- What to work on: Exact transcript, pictures excluded: write out every record below.

Saved entries
Content starts

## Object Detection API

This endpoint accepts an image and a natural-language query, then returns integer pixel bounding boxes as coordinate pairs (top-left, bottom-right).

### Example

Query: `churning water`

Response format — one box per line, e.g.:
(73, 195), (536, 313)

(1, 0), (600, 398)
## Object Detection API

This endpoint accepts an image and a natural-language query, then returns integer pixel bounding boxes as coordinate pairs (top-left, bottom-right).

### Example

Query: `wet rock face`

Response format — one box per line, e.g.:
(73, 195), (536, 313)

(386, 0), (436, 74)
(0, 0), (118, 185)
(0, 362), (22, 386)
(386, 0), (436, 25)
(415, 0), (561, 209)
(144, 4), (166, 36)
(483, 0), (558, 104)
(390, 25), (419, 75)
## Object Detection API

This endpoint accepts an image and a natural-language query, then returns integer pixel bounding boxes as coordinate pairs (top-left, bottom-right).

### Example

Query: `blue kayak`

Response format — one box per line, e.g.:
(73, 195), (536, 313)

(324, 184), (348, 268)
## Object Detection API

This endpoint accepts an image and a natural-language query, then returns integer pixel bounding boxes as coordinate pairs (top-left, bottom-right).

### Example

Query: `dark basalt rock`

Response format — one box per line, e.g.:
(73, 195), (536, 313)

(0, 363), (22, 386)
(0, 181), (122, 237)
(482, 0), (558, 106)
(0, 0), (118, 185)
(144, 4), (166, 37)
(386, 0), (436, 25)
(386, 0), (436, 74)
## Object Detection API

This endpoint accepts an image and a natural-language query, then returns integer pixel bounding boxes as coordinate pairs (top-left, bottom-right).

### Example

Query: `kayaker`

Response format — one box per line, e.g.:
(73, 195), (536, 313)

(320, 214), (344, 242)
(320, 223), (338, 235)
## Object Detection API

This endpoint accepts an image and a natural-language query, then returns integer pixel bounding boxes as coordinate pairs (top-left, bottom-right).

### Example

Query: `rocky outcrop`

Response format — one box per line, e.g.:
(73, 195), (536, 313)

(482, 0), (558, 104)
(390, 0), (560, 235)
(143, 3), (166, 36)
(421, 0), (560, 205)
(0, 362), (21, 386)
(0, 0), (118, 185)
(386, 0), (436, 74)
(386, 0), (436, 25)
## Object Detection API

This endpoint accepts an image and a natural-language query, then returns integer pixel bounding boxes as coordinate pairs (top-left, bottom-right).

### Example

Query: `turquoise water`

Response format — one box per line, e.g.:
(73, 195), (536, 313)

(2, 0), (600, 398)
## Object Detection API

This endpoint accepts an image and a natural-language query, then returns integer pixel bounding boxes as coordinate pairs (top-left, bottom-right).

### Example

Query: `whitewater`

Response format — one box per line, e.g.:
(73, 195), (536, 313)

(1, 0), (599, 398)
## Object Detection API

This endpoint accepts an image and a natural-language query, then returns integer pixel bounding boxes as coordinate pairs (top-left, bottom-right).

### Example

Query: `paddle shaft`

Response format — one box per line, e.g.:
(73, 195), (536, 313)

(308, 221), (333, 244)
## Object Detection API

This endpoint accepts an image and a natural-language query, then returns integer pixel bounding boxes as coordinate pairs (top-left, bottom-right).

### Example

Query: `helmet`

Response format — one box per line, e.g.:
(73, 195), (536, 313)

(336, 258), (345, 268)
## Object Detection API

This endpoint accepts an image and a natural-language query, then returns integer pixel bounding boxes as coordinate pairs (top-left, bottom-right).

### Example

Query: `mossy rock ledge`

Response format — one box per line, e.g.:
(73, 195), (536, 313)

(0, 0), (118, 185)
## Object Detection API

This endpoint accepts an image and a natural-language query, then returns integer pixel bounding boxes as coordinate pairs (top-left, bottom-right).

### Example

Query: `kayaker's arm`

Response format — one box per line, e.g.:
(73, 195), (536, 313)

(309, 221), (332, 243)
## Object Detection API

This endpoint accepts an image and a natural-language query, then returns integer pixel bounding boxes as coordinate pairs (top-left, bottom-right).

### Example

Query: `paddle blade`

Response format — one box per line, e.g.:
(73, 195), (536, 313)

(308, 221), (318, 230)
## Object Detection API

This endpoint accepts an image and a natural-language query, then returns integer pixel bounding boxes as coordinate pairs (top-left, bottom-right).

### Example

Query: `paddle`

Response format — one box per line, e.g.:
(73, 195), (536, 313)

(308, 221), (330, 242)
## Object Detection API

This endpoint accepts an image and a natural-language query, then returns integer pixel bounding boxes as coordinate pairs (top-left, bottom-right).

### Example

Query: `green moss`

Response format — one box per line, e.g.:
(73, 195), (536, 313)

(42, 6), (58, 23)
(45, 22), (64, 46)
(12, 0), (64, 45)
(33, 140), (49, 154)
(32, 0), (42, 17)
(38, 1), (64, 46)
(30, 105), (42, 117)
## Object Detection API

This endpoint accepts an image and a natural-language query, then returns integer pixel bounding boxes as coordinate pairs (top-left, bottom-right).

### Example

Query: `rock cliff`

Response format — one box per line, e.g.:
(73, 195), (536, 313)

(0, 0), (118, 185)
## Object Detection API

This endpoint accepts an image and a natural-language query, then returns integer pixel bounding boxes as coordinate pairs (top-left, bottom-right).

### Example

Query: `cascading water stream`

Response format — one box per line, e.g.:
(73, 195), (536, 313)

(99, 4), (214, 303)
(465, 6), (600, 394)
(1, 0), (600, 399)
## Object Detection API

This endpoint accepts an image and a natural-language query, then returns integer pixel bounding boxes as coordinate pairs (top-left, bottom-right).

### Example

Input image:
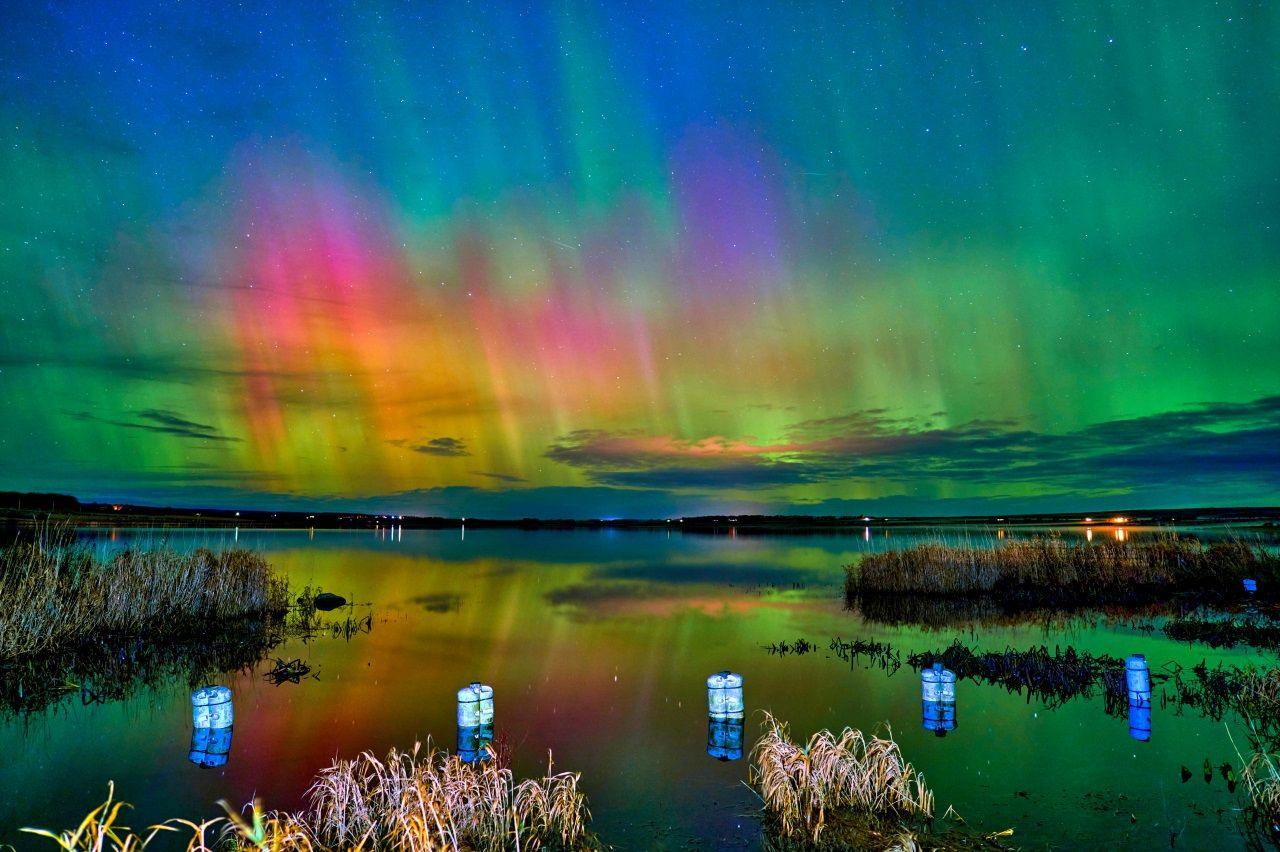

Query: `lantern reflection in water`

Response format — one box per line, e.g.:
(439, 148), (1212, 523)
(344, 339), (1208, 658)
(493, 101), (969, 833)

(707, 716), (744, 761)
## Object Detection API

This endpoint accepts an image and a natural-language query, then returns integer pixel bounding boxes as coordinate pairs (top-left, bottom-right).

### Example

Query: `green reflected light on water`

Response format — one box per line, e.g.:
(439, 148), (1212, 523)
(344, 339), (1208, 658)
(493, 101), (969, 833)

Content ends

- Answer space:
## Object Detection API

This endpoint accepts an image and a natural-language query, then returns integer pixel bounding boxes as coordinate pairs (top-left, bottom-right).

### Example

Query: `churning water`

Response format — one box per line, e.g.:
(73, 195), (536, 313)

(1, 0), (600, 398)
## Object Detection API

This endpoint accepts an image and a natural-language query, then returns integer pixel bounding boxes as coordinate pairs (top-left, bottom-right).

### Example

Query: `wet rock face`

Response format — one box per line, e.g.:
(73, 195), (536, 313)

(386, 0), (436, 74)
(0, 0), (118, 185)
(0, 362), (22, 386)
(386, 0), (436, 25)
(415, 0), (561, 209)
(144, 4), (166, 36)
(483, 0), (558, 104)
(390, 25), (419, 75)
## Object Detection API

This endpoint accepts an image and a natural-language query, then returns integer pixel bounding boxes as coordinate pairs (top-left, bottom-right).

### Example

Query: `blue kayak`

Response format — one box per line, e.g.:
(73, 195), (536, 313)

(324, 184), (348, 268)
## Object Detection API

This endpoint accepts an image and a natural-language query, then returns integer pixel bounding boxes as coordinate pairs (top-left, bottom-right).

### Example

Query: `dark basalt rock`

Response format — one box per line, e.g.:
(73, 195), (536, 313)

(0, 363), (22, 386)
(0, 181), (122, 237)
(482, 0), (558, 106)
(0, 0), (118, 185)
(144, 4), (166, 37)
(386, 0), (436, 25)
(386, 0), (436, 74)
## Object Detection API

This endpoint accepts an image and a natural-language query, then returns integer pixel bounding boxes as coordinate pairs (top-left, bottom-right).

### Example

Query: `kayaker`

Response format — one box per line, e.g.:
(73, 195), (536, 313)

(320, 214), (344, 242)
(320, 223), (338, 235)
## Object Detection API

This endpoint accepts an image and a natural-language query, then returns integer pixel bounding boxes as coordinate pairs (top-left, bottom-right).

### Example

Query: `rocky outcrop`

Response format — one box per line, e.g.:
(73, 195), (536, 313)

(482, 0), (558, 104)
(390, 0), (560, 235)
(143, 3), (166, 36)
(421, 0), (560, 205)
(0, 362), (21, 386)
(0, 0), (118, 185)
(386, 0), (436, 74)
(386, 0), (436, 25)
## Object Detection API

This endpoint accepts an image and a natural-language query, then returns integer pixel bounding boxes as coordinate pairs (top-left, bottom-right).

### Example

Query: `turquoise water`

Response format — one box per line, e.g.:
(73, 195), (536, 313)

(2, 0), (600, 398)
## Object Detection API

This endpoint accepts an image and a natural-language query, then returns integer pixel bounding boxes as coordinate pairs (top-left, bottom-right).

### Example

Query: `whitewater`

Response format — one box per line, e.g.:
(73, 195), (536, 313)

(1, 0), (599, 398)
## Object Detection API

This endpoint accepts an image and a natural-language query, then returns integer pixel bounding boxes as coordinate pairs (top-left, bottom-right).

### Example

Query: `paddle shaft`

Response format — one box per line, e.g.:
(73, 195), (536, 313)

(308, 221), (333, 244)
## Object Detection API

This endpoint accepts an image and a natural-language query, then returns integer pixel bounding boxes as coordinate pairs (top-left, bottom-right).

### Example

Query: `helmet`

Response format — one box per line, e.g.:
(73, 195), (536, 313)

(336, 258), (345, 268)
## Object Detection API

This endpoint accepts an image and a natural-language query, then returns integer pixel bounding boxes as coordinate pairs (top-left, bottom-right).

### Example

Query: `mossy rock ledge`

Response format — one box per line, e.g.:
(73, 195), (536, 313)

(0, 0), (118, 185)
## Object Detection API

This endpoint accepts an image and a natural-language query, then returns integer pixel bounding boxes as coordinate pairs (top-left, bottom-right).

### Example

Query: `kayaker's arm`

Response format — one box per line, e.g.:
(73, 195), (536, 313)

(309, 221), (332, 243)
## Object Detection API

This endpoint accepts an image and a natural-language query, then returns integer pixel bounding boxes as coordinate pairs (top-left, bottom-right).

### Example

Query: `paddle blade`

Response format — one box per line, e.g.:
(73, 195), (536, 313)

(308, 221), (318, 230)
## Object Detection API

This endpoint accepts an image and a natural-language query, then returns integer pixel bounding boxes as coordinate pairs (top-left, bottom-right).

### Example

Query: `paddle`

Response format — one box per line, e.g.:
(73, 195), (536, 313)

(308, 221), (330, 242)
## Object Detection API

This endpoint accepts an image and a natural-language query, then returns integer pixel bounding boxes as coordinate pairs (top-left, bottom-right).

### Example

Query: `green moss`

Response format — one box per line, e.g.:
(73, 195), (536, 313)

(42, 6), (58, 23)
(45, 22), (64, 46)
(12, 0), (64, 45)
(33, 140), (49, 154)
(32, 0), (42, 17)
(38, 1), (64, 46)
(30, 105), (42, 117)
## Object Detection API

This endpoint accepts an image and a natural-language query, then returns integer pixel bounding boxes as coordinate pairs (top-left, bottom-right).

### Example

Query: `rock cliff`

Response format — one box per line, e.g.:
(73, 195), (536, 313)

(0, 0), (118, 185)
## Object Detection API

This endpoint accepts an image and a natural-language query, then returns integer pixel bounding boxes as coordinate pairs (top-left, bottom-right).

### Example

Query: `cascading water stream`

Response format — one box per line, e.g.:
(73, 195), (536, 313)

(99, 4), (214, 303)
(465, 6), (600, 394)
(1, 0), (600, 399)
## Object Detection API

This endpoint accepts an image and a natural-language query, then returns integer pixel bounding boxes as coordinate pairs (top-left, bottom-right).

### Example

Input image:

Query: `lantern reflection in water`

Response format — one box per line, e.g.:
(439, 148), (1212, 523)
(344, 339), (1208, 658)
(493, 101), (969, 833)

(707, 716), (744, 761)
## Object Detection API

This endpoint accepts an image and a natural-language query, then returns integer pixel bounding boxes as coordinate pairs (top-left, bottom-right).

### Example

Query: `green reflected light on water`

Response format — one box per line, e.g.:
(439, 148), (1212, 523)
(344, 339), (1208, 658)
(493, 101), (969, 833)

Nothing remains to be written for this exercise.